EXERCISE INPUTS:
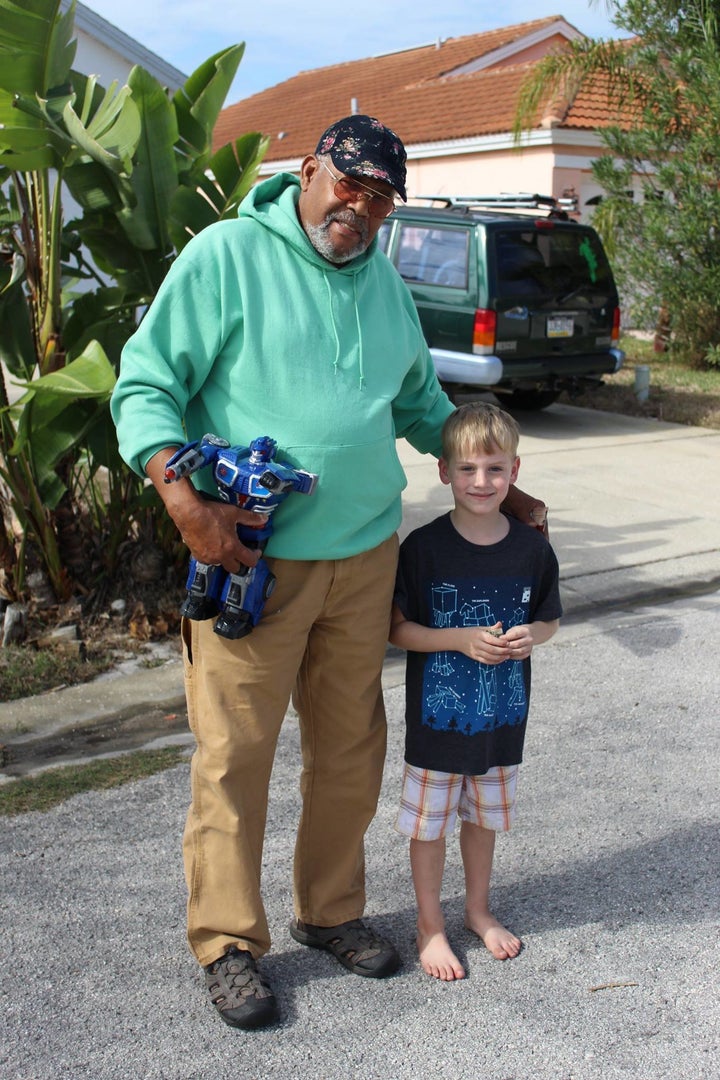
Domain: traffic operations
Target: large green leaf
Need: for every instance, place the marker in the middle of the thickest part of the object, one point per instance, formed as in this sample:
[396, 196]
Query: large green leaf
[37, 48]
[108, 133]
[89, 376]
[199, 102]
[154, 176]
[56, 412]
[233, 170]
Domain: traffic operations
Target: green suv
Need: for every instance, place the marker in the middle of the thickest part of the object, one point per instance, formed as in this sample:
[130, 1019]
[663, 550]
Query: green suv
[513, 295]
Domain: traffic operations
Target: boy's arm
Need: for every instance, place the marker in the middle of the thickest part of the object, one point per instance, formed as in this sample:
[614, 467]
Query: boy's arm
[522, 639]
[477, 643]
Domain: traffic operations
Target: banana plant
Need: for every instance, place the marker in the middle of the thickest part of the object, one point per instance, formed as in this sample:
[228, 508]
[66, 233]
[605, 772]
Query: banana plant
[140, 167]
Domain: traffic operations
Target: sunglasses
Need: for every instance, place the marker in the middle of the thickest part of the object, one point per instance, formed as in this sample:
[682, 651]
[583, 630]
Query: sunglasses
[348, 191]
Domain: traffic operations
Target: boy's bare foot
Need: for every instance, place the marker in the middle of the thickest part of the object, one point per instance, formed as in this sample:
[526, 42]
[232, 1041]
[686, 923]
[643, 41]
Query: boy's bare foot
[496, 937]
[437, 958]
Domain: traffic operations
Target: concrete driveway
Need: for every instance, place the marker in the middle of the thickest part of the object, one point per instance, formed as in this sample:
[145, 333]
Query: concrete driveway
[611, 875]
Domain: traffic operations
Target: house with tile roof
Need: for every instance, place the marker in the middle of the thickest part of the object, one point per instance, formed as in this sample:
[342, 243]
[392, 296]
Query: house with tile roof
[452, 102]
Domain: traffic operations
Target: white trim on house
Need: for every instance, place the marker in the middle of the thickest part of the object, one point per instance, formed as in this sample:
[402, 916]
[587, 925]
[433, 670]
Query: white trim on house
[506, 52]
[98, 28]
[481, 144]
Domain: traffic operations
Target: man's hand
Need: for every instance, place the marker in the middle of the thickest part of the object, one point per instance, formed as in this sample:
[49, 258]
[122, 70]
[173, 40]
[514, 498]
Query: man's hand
[526, 508]
[208, 528]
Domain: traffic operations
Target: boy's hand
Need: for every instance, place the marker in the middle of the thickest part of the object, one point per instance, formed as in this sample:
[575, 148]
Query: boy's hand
[519, 642]
[488, 645]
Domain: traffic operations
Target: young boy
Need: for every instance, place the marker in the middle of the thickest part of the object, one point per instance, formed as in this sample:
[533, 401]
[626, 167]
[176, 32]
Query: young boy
[475, 592]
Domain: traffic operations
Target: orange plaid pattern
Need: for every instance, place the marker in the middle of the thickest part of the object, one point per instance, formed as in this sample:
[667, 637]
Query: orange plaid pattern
[431, 800]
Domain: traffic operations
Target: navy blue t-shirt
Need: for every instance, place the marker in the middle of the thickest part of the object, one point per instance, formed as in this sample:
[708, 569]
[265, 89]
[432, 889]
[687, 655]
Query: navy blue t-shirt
[461, 715]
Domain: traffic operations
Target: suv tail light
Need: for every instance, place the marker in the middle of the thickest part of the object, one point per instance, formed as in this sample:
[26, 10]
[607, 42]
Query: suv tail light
[484, 332]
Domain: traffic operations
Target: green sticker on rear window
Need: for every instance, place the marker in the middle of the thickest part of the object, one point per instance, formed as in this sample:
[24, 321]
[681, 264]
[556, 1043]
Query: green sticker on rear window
[587, 253]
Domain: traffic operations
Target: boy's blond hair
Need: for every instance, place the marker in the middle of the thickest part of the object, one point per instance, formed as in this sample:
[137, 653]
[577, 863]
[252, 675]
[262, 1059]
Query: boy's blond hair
[479, 424]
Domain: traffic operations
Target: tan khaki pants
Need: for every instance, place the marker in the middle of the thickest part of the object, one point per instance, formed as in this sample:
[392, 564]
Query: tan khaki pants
[322, 638]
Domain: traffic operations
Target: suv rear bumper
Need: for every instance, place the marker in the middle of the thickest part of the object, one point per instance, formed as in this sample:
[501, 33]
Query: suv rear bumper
[473, 370]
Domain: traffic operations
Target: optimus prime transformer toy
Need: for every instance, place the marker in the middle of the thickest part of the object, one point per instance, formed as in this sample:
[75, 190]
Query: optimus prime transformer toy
[246, 476]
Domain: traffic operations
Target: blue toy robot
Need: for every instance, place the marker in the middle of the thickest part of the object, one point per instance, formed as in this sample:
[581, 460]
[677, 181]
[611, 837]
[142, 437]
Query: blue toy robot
[249, 477]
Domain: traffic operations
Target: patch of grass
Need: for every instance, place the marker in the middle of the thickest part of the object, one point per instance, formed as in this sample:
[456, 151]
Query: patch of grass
[678, 394]
[48, 790]
[25, 671]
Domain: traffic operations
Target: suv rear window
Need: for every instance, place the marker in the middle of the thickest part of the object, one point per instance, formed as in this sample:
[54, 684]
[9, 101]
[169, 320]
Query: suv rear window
[565, 262]
[433, 255]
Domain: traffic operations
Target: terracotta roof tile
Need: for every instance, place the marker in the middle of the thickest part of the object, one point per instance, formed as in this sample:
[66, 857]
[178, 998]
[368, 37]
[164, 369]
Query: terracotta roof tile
[412, 91]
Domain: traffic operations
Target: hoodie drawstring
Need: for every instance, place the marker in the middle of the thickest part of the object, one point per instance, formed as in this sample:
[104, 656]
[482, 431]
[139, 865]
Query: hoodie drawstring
[358, 326]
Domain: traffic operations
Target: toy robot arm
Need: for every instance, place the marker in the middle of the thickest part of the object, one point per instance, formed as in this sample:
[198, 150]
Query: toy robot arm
[307, 482]
[283, 480]
[193, 456]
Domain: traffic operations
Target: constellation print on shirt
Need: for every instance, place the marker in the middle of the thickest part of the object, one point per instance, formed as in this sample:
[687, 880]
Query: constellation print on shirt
[486, 696]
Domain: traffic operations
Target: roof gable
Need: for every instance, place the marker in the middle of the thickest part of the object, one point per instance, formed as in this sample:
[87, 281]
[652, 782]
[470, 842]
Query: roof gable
[452, 89]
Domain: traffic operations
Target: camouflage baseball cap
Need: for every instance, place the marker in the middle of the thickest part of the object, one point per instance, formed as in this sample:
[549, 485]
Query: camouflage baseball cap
[362, 146]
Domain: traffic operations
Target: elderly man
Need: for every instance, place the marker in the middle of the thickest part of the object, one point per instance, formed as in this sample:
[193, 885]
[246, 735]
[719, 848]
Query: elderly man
[288, 322]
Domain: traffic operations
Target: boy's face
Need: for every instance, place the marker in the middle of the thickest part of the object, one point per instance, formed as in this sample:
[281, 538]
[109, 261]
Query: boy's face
[479, 481]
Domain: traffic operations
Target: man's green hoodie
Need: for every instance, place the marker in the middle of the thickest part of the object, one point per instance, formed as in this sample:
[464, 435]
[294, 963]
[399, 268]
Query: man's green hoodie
[253, 333]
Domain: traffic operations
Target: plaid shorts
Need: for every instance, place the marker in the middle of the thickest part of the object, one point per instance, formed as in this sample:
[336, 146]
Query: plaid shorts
[431, 800]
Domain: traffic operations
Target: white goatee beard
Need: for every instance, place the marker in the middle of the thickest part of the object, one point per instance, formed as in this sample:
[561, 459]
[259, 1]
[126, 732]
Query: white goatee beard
[318, 237]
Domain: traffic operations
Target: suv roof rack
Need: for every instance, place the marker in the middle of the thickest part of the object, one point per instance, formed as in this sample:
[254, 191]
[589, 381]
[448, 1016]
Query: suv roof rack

EXERCISE BRIEF: State the number of lines in the records that include "rack", and write nothing else.

TASK OUTPUT: 2